▶ [INFORMATION SHOWN]
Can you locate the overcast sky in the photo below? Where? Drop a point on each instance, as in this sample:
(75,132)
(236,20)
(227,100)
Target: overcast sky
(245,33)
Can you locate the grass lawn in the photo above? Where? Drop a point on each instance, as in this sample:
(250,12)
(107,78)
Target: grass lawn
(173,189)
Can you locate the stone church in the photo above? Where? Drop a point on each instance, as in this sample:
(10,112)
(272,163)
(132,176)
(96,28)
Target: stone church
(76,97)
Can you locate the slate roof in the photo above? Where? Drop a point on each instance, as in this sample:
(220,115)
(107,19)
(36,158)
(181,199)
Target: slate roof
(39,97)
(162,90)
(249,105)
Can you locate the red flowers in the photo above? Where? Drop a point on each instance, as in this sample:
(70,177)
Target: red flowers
* * *
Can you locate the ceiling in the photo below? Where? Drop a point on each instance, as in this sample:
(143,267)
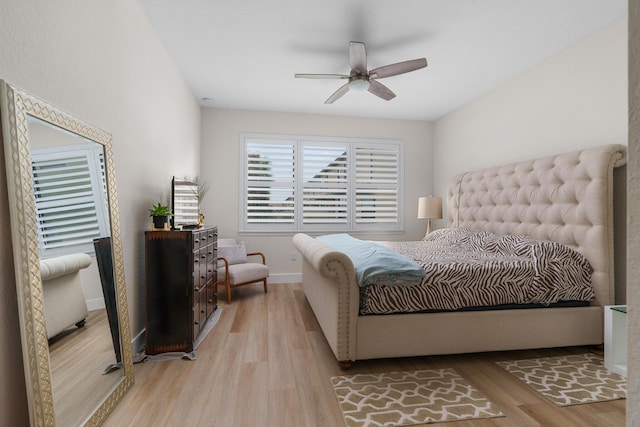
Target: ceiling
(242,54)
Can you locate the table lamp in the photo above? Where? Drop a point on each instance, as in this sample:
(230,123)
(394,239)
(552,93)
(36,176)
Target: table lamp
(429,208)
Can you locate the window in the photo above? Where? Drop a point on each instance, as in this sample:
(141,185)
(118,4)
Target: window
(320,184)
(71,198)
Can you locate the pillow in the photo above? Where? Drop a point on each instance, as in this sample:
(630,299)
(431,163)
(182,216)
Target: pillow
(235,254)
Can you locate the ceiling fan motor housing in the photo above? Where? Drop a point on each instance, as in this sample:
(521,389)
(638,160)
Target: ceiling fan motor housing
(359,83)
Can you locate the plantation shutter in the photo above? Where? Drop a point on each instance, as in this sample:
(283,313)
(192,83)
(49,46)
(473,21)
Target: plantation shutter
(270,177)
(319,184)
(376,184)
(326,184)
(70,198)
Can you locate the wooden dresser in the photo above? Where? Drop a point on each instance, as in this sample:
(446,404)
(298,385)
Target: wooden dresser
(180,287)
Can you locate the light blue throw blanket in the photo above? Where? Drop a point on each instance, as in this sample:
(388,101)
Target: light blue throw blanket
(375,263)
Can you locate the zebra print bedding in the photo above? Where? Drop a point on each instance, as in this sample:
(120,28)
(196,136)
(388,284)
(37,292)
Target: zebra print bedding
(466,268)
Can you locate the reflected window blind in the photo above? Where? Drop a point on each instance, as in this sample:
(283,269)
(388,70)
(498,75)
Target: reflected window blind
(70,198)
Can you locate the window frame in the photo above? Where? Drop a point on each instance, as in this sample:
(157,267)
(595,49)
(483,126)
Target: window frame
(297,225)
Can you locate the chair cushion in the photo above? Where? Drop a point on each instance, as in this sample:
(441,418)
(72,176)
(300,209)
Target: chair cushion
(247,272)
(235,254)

▶ [WORK TO BE COMPLETED] Pick out every line in the records above that contains the word "table", matching case exactly, and copy each one.

▶ [SOLUTION FOR THIS EXERCISE]
Can you locate the table lamp in the photo above? Where? Drop a point on each instance, as in this sample:
Target: table lamp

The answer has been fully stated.